====== Texte cité ======
Demain à 21 h dans mon émission JAZZOLOGY sur Radio Judaïca Strasbourg vous pourrez entendre OrTie, premier album d’un duo original OrTie, composé d’Elodie Pasquier à la Clarinette Basse et mi bémol et Grégoisse Gensse piano et objets : un jazz contemporain expressionniste, mais qui sait trouver du sens dans l’aléatoire même de compositions originales !

L’album est sorti le 3 septembre dernier chez Laborie Jazz ; il commence par une pièce très contemporaine « Presque Rien », un rien contempo en effet, basé sur les seules vibrations/prolongements à la Schönberg, martèlement de piano de la touche l’objet sur la corde à la John Cage sous le souffle à vide dissonant de la clarinette. Mais à la longue cette musique sortant d’un trou de scouries devient entêtante, hypnotique!

Dès « Gatito » d’Elodie Pasquier, on arrive en effet à un univers plus complet entre la clarinette Dolphhyenne Sclavissienne d Elodie Pasquier surfant de plus en plus haut sur la vague et le piano rythmique, soudain salsa, la clarinette se faisant alors groove rythmique à la Eddie Harris puis Rahsaan Roland Kirkiennement free sur le piano libre balkanique à la Bojan Zulfikarpasiç ! Bref tout un univers à deux un souffle et quatre mains sur les traces d’un petit chat !
====== Informations extraites ======
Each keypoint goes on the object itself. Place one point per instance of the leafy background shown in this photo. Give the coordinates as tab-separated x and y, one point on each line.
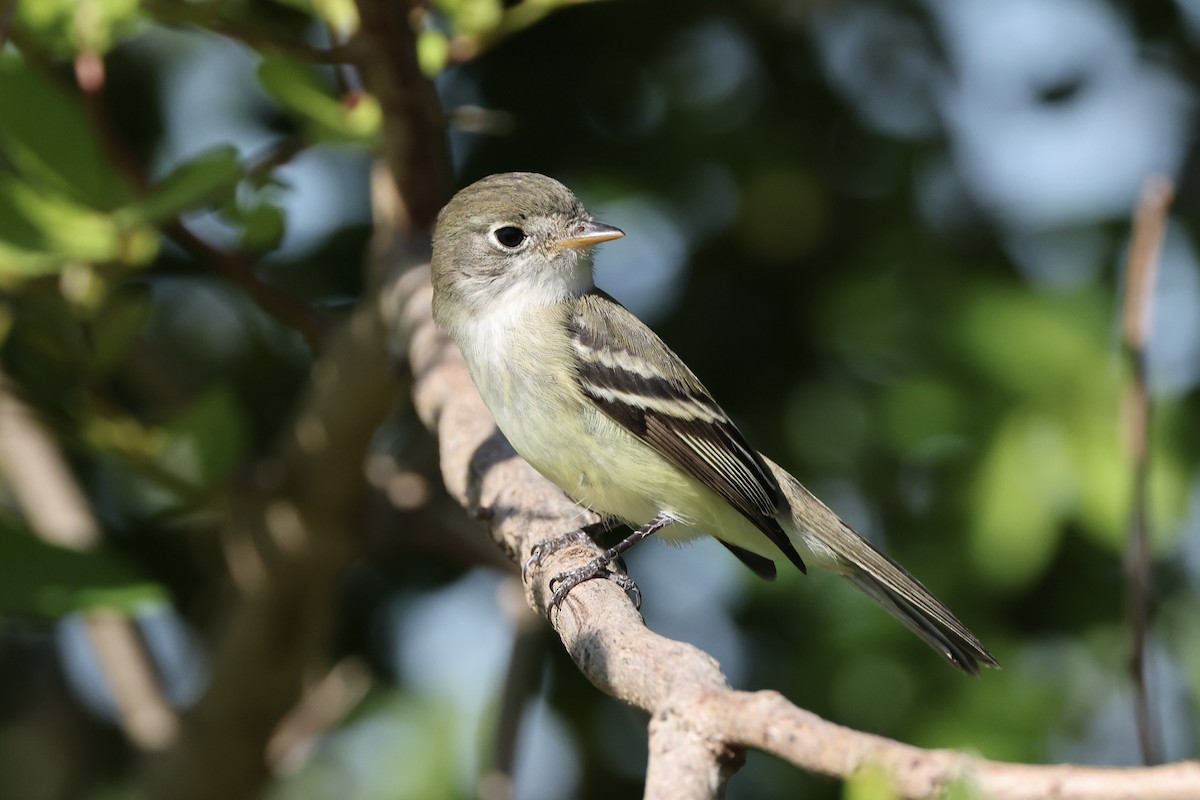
888	236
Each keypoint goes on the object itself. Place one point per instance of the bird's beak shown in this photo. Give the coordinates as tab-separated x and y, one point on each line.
587	234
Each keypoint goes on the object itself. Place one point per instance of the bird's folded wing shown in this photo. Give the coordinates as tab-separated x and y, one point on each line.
634	378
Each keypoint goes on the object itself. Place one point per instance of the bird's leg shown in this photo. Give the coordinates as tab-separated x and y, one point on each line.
599	566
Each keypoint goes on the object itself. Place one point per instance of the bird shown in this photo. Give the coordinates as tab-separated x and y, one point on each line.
600	405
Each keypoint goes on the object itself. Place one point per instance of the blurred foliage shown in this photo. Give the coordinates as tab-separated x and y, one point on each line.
808	227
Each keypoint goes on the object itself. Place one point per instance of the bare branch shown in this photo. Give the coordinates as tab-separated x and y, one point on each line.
1135	325
7	11
699	725
413	130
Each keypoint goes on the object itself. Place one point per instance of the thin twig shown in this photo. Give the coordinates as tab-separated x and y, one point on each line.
525	662
235	269
1135	325
6	16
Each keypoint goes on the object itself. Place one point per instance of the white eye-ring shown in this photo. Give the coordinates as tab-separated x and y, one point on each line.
509	236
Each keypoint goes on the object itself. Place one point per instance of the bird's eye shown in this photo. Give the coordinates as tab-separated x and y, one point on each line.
509	236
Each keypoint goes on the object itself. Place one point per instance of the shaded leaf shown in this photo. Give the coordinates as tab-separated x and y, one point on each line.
41	579
204	179
47	138
42	230
298	88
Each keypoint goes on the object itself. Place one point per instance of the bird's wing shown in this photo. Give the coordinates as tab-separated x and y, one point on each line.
658	398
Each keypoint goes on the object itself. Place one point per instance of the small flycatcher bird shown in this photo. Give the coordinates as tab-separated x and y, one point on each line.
595	402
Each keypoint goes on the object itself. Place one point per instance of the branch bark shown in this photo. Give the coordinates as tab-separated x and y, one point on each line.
699	725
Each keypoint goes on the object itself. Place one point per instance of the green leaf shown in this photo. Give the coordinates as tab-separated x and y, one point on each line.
870	782
70	26
42	579
42	232
48	139
341	16
262	224
298	88
432	52
1025	488
113	331
207	439
204	179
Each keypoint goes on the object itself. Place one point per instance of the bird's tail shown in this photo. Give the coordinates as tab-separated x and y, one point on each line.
834	546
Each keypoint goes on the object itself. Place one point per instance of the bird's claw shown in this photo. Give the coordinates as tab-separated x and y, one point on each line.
595	569
544	548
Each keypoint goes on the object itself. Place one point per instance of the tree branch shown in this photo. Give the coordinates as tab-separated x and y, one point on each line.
1150	223
699	725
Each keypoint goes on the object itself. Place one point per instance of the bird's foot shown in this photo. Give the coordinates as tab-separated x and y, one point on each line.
597	567
541	549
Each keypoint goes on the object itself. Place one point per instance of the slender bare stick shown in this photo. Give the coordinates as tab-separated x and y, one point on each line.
7	11
1137	316
59	513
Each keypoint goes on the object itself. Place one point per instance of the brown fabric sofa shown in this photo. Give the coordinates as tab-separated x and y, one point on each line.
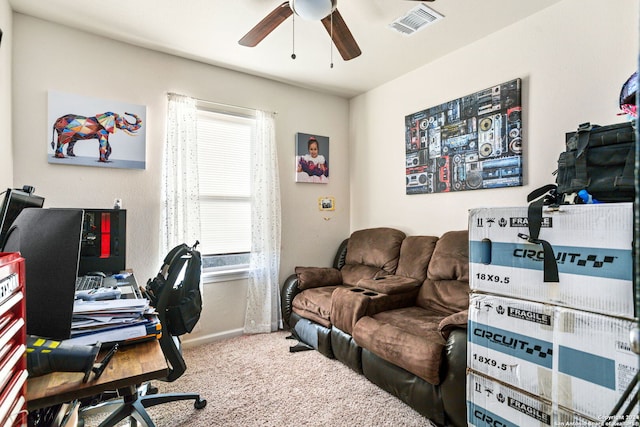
======
[Travail demandé]
D'après le texte cité, chez quel label l'album OrTie est-il sorti ?

[Réponse attendue]
L'album OrTie est sorti chez Laborie Jazz.